PROBLEM STATEMENT = Below are some records; retype all of them exactly.

(Pointing dataset excerpts)

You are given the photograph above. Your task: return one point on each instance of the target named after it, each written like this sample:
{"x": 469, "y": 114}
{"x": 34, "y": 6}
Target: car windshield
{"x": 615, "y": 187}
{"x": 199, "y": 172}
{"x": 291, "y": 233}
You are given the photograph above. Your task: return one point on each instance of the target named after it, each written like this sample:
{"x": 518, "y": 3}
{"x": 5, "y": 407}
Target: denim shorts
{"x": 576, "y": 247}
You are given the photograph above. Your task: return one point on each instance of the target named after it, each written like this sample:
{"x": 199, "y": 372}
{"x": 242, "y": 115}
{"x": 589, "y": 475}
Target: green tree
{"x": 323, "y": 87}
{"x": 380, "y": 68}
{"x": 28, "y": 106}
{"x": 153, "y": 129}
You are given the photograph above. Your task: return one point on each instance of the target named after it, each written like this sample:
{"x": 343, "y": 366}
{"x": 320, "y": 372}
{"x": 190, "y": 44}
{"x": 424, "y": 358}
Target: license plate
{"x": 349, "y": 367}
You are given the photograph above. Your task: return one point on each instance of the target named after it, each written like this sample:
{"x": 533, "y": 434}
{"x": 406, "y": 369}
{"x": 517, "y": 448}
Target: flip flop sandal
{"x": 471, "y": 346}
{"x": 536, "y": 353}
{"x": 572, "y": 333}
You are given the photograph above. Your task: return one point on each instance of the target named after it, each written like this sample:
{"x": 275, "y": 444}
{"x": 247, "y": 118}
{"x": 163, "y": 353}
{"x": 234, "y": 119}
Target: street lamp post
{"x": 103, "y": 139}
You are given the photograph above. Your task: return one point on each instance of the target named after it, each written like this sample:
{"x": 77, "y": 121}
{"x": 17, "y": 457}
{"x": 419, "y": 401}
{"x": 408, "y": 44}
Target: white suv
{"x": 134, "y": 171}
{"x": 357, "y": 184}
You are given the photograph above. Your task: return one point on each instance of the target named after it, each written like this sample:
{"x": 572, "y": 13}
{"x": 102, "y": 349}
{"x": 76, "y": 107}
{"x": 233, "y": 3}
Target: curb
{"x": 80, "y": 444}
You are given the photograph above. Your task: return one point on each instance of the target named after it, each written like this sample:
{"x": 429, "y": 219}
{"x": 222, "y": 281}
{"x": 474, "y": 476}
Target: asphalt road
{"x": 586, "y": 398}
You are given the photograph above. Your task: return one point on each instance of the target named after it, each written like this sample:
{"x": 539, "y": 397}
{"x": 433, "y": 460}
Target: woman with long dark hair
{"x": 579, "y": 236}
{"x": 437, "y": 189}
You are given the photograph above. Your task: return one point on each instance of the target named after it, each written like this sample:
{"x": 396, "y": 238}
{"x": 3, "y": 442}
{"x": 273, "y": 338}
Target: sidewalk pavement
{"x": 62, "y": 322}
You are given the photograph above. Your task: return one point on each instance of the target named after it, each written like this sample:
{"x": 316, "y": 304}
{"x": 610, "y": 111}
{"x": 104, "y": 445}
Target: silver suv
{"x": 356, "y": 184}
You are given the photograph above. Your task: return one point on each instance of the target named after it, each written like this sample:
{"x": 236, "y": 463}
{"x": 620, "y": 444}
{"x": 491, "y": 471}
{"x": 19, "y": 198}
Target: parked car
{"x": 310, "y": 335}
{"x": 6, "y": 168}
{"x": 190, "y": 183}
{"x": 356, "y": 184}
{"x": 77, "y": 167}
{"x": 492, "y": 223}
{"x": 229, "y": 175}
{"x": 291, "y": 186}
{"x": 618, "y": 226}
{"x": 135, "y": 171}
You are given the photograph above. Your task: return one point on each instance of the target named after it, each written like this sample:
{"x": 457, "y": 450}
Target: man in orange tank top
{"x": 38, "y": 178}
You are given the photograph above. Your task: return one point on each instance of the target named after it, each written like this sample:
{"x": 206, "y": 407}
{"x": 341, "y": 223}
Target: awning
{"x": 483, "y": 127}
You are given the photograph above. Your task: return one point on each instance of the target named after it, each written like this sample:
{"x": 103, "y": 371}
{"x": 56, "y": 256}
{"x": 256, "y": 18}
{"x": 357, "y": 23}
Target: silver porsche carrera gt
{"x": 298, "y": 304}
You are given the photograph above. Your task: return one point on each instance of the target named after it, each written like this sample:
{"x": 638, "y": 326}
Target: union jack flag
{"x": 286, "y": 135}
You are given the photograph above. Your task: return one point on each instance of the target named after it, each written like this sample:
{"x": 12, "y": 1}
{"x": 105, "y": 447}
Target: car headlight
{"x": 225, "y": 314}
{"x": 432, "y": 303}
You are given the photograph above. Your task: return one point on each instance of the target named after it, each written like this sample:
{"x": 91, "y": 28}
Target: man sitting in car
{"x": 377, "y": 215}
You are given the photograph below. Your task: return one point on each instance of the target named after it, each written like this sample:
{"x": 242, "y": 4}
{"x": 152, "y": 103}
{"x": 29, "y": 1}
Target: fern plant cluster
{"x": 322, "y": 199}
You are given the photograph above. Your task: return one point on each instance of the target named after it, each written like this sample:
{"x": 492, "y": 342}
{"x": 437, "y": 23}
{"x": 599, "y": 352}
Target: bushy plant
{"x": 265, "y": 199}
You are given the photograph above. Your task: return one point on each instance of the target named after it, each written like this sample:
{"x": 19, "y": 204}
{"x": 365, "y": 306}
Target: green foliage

EXERCISE ANSWER =
You are given the photograph above. Your task: return one point on each instance of the target named after it, each written like this sample:
{"x": 469, "y": 114}
{"x": 34, "y": 6}
Target: car windshield
{"x": 615, "y": 187}
{"x": 199, "y": 172}
{"x": 291, "y": 233}
You are given the photograph above. Your task: return one point on each instance of the target named after it, each written like this sample:
{"x": 518, "y": 3}
{"x": 5, "y": 407}
Target: denim shorts
{"x": 576, "y": 247}
You are given the photograph above. Your task: return one point on each instance of the target named after it, each written like this sample:
{"x": 199, "y": 372}
{"x": 242, "y": 115}
{"x": 589, "y": 475}
Target: green tree
{"x": 323, "y": 87}
{"x": 380, "y": 68}
{"x": 28, "y": 106}
{"x": 153, "y": 129}
You are given the photograph above. Your task: return one point on each instance of the target named after it, each written like this sample:
{"x": 343, "y": 366}
{"x": 320, "y": 372}
{"x": 190, "y": 44}
{"x": 424, "y": 358}
Target: license plate
{"x": 349, "y": 367}
You are given the photograph above. Your task: return one point on each instance of the target named after it, each written like this sample:
{"x": 533, "y": 434}
{"x": 406, "y": 369}
{"x": 517, "y": 448}
Target: flip flop sandal
{"x": 471, "y": 346}
{"x": 536, "y": 353}
{"x": 572, "y": 333}
You are given the photograph above. Your task: return one point on each instance of the target named after it, each written like this sample:
{"x": 275, "y": 444}
{"x": 247, "y": 118}
{"x": 163, "y": 353}
{"x": 234, "y": 119}
Target: street lamp post
{"x": 103, "y": 139}
You are given the photograph above. Your task: return one point on each instance of the target named after it, each written like this sample:
{"x": 77, "y": 121}
{"x": 17, "y": 457}
{"x": 419, "y": 401}
{"x": 408, "y": 44}
Target: white suv
{"x": 134, "y": 171}
{"x": 357, "y": 184}
You are given the photograph above. Your task: return one point on each instance of the target named after it, each written like this sample:
{"x": 572, "y": 13}
{"x": 102, "y": 349}
{"x": 76, "y": 107}
{"x": 233, "y": 3}
Target: curb
{"x": 80, "y": 444}
You are given the photograph above. Your task: return one point on each instance of the target named after it, each written like this sample:
{"x": 429, "y": 219}
{"x": 222, "y": 281}
{"x": 474, "y": 476}
Target: asphalt road
{"x": 586, "y": 398}
You are given the photograph above. Your task: return one point on each instance of the target named after it, each written like this sample:
{"x": 539, "y": 397}
{"x": 433, "y": 460}
Target: woman with long dark hair
{"x": 579, "y": 236}
{"x": 437, "y": 189}
You are given the photograph above. Your task: return one point on each instance of the target named after it, each written like this sample:
{"x": 396, "y": 238}
{"x": 3, "y": 442}
{"x": 273, "y": 338}
Target: sidewalk pavement
{"x": 62, "y": 322}
You are given the photograph above. Your task: return one point on each instance of the target named after it, each written like this sample:
{"x": 316, "y": 304}
{"x": 610, "y": 111}
{"x": 104, "y": 445}
Target: silver suv
{"x": 356, "y": 184}
You are given the photograph above. Your task: return one point on each instance of the target named after it, each written like this sample:
{"x": 236, "y": 463}
{"x": 620, "y": 444}
{"x": 491, "y": 471}
{"x": 19, "y": 198}
Target: parked car
{"x": 310, "y": 335}
{"x": 6, "y": 168}
{"x": 190, "y": 183}
{"x": 356, "y": 184}
{"x": 77, "y": 167}
{"x": 492, "y": 223}
{"x": 229, "y": 175}
{"x": 291, "y": 186}
{"x": 618, "y": 226}
{"x": 135, "y": 171}
You are given the photograph above. Your task: return one point on each instance of the target named after it, each written like this sample:
{"x": 457, "y": 450}
Target: man in orange tank top
{"x": 38, "y": 178}
You are given the photograph above. Your task: return one point on each instance of the target named after it, each written like this sample:
{"x": 206, "y": 407}
{"x": 341, "y": 223}
Target: awning
{"x": 483, "y": 127}
You are given the photograph above. Your task: return one point on each instance of the target named after it, each written like this sample:
{"x": 103, "y": 371}
{"x": 56, "y": 256}
{"x": 256, "y": 18}
{"x": 357, "y": 23}
Target: silver porsche carrera gt
{"x": 298, "y": 304}
You are given the photograph above. Your task: return one point on each instance of the target named after it, each written like this sample:
{"x": 638, "y": 326}
Target: union jack flag
{"x": 286, "y": 135}
You are given the photograph above. Your task: return one point on each instance of the target named after it, each written like this sample:
{"x": 12, "y": 1}
{"x": 105, "y": 447}
Target: car headlight
{"x": 225, "y": 314}
{"x": 432, "y": 303}
You are given the photograph above. Your task: return one point on each instance of the target named after it, each written like this sample:
{"x": 91, "y": 28}
Target: man sitting in car
{"x": 377, "y": 215}
You are given the photograph below. Your task: return one point on each instance of the target named after it, each written like this sample:
{"x": 242, "y": 4}
{"x": 152, "y": 103}
{"x": 29, "y": 1}
Target: fern plant cluster
{"x": 322, "y": 199}
You are given the photograph above. Your task: return one point on each instance of the target named after it, each written like this sample:
{"x": 492, "y": 342}
{"x": 437, "y": 23}
{"x": 599, "y": 352}
Target: bushy plant
{"x": 265, "y": 199}
You are given the photograph above. Your task: return one point on each instance of the target named after it, each written like this sample:
{"x": 19, "y": 204}
{"x": 365, "y": 306}
Target: green foliage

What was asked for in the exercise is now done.